INSTRUCTION 1 = Transcribe the Photo of the Month thread from "I might not" to "Well deserving!".
INSTRUCTION 2 = Go on with the forum thread congratulating the May 2018 Photo of the Month winner, picking up after its last post.

SOURCE TEXT =
# May 2018 Photo of the Month Winner



## snowbear (Jun 11, 2018)

Congratulations to @Sil for "Torre del Lago Tuscany."  Well done.


----------



## Dean_Gretsch (Jun 11, 2018)

Well done!


----------



## tirediron (Jun 11, 2018)

Congratulations; an image deserving of the award to be sure!


----------



## Sil (Jun 11, 2018)

I'm really happy !!!! thank you all !!!!    !!!!


----------



## Fujidave (Jun 11, 2018)

Congrats Sil, a fantastic bit of work from you.


----------



## CherylL (Jun 11, 2018)

Congrats!


----------



## fishing4sanity (Jun 11, 2018)

Congratulations Sil.

I might not be remembering correctly, but seems I heard something about a large check for the guy that nominates said winning POTM?


----------



## DSP121 (Jun 12, 2018)

Well deserving!

DATASET ROWS =
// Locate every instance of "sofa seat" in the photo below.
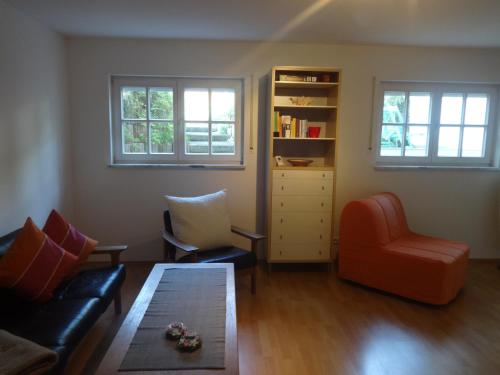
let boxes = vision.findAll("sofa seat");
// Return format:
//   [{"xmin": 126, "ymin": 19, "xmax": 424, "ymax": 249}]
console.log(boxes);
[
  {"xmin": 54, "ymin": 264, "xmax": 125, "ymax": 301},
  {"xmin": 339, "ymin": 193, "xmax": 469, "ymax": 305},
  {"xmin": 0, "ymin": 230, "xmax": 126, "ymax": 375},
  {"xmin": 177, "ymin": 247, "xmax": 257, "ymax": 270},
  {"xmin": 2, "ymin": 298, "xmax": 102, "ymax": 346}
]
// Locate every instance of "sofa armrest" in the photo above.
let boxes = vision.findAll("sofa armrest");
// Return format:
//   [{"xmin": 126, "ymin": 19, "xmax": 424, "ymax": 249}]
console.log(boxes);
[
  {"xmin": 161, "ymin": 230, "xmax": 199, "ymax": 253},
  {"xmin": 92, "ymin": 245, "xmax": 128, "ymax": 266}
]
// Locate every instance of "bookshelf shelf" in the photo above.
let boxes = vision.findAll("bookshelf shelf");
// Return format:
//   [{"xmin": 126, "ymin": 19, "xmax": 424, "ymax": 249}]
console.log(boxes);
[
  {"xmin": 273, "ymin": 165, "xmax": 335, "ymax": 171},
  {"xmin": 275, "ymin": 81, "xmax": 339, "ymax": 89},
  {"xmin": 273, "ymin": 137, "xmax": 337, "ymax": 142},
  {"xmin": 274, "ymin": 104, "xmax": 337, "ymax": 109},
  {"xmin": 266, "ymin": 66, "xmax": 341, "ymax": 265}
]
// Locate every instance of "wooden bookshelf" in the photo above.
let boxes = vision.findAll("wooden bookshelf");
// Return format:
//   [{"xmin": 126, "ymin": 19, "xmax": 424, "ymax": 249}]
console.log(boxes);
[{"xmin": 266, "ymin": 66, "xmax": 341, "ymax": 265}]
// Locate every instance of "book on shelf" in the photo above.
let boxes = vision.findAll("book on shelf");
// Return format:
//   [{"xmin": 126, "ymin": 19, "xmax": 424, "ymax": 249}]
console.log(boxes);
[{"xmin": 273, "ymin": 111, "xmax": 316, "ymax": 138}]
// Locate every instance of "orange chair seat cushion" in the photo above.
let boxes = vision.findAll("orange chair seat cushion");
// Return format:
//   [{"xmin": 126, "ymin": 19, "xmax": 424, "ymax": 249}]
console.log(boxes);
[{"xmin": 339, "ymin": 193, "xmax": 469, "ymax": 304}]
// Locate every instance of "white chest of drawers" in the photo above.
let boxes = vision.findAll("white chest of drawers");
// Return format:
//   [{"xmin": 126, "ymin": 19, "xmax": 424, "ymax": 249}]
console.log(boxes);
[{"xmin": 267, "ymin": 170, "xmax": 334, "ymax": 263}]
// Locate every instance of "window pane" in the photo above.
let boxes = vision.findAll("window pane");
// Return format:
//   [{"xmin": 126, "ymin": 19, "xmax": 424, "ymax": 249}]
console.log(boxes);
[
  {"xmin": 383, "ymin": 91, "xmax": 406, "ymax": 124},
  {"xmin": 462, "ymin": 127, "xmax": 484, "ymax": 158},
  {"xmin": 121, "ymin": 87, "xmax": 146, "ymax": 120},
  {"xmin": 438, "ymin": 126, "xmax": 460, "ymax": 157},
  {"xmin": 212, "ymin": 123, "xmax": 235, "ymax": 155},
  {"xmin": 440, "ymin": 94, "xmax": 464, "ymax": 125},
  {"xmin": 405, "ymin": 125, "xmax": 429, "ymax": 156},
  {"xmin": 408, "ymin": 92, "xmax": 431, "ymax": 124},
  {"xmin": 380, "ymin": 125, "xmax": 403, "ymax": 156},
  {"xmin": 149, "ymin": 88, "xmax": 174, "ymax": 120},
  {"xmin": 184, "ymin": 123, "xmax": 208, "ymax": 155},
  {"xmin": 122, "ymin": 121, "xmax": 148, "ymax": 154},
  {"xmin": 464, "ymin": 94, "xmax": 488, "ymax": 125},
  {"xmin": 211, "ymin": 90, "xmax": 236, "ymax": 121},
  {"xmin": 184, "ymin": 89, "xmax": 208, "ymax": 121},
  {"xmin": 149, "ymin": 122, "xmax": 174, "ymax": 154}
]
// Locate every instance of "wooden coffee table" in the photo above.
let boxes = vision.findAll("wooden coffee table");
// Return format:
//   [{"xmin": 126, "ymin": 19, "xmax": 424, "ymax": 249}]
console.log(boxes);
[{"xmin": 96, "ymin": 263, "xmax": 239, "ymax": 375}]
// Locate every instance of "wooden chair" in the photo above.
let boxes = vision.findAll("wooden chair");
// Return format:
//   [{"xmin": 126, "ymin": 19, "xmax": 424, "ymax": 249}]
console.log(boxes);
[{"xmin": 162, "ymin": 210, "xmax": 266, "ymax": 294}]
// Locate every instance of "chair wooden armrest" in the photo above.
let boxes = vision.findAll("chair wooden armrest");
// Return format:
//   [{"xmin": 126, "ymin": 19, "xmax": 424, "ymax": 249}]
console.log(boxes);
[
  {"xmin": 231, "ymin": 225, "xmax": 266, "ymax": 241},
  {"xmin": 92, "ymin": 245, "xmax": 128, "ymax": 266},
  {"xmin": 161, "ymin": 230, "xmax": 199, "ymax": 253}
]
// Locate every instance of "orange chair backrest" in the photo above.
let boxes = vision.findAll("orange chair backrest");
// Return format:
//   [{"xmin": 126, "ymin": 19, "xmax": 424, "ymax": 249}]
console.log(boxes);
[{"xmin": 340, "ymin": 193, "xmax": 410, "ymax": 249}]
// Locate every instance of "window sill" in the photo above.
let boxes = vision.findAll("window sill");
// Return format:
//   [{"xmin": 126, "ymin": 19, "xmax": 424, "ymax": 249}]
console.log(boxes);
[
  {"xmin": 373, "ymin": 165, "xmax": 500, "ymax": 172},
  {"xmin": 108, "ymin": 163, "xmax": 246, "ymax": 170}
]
* * *
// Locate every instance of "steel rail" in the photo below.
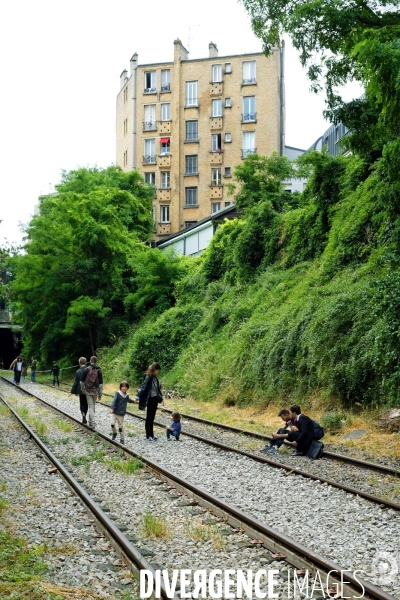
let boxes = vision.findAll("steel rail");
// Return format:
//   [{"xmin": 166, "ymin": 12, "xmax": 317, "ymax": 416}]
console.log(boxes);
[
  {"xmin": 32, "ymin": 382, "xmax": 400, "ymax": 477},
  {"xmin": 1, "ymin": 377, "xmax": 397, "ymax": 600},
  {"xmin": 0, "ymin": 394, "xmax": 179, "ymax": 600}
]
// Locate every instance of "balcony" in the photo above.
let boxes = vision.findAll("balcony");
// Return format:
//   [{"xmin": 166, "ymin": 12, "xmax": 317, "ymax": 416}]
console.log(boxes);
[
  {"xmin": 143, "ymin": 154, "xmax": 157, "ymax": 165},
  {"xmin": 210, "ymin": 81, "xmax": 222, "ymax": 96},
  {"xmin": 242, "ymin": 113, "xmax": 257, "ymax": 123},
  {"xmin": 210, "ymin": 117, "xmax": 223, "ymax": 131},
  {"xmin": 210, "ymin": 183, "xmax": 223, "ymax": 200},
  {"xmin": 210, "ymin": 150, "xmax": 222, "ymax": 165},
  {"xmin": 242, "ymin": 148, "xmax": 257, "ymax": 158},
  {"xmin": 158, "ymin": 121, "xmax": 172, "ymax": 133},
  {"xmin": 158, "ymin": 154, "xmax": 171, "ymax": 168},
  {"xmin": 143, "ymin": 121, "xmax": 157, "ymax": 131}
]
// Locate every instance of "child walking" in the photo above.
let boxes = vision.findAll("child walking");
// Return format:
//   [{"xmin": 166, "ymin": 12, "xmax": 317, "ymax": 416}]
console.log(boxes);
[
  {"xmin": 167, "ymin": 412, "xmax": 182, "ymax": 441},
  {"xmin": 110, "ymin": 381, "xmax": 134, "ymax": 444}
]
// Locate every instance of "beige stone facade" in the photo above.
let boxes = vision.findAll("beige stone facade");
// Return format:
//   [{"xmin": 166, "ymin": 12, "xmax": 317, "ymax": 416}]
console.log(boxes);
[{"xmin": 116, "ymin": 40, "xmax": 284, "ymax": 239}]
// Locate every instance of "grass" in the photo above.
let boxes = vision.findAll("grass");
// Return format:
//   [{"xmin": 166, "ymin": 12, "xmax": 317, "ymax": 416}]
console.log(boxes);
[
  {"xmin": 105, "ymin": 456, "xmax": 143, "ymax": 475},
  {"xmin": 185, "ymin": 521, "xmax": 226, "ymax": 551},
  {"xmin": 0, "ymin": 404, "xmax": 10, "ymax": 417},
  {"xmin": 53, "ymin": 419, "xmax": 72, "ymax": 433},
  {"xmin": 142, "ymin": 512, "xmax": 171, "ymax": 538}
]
* * *
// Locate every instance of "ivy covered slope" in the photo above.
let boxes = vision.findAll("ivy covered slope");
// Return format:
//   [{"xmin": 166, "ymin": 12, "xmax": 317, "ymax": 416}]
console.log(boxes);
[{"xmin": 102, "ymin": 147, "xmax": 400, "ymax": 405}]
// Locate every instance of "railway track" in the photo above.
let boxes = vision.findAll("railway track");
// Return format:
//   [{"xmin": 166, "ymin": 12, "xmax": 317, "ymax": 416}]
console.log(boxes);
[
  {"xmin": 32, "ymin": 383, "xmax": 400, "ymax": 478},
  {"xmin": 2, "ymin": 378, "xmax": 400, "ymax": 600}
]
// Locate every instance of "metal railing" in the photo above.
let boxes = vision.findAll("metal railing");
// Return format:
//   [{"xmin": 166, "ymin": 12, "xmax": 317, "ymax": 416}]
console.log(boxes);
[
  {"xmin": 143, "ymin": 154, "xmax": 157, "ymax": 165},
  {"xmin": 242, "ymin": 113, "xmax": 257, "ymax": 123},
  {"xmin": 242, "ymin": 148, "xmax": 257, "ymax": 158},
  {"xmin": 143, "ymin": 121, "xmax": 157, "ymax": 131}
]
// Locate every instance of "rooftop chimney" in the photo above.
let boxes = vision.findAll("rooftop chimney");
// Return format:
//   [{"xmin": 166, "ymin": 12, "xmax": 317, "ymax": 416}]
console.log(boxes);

EXERCISE OUTPUT 1 =
I might not be remembering correctly, but seems I heard something about a large check for the guy that nominates said winning POTM?


----------



## DSP121 (Jun 12, 2018)

Well deserving!

EXERCISE OUTPUT 2 =
Congratulations...


----------



## Sil (Jun 12, 2018)

thank you all very kind...



fishing4sanity said:


> Congratulations Sil.
> 
> I might not be remembering correctly, but seems I heard something about a large check for the guy that nominates said winning POTM?



ah ah ah ..Thank fishing !!!


----------



## zombiesniper (Jun 13, 2018)

Congrats Sil. 
An excellent image for sure.


----------



## Sil (Jun 14, 2018)

zombiesniper said:


> Congrats Sil.
> An excellent image for sure.



Thank Zombie !!! ; -)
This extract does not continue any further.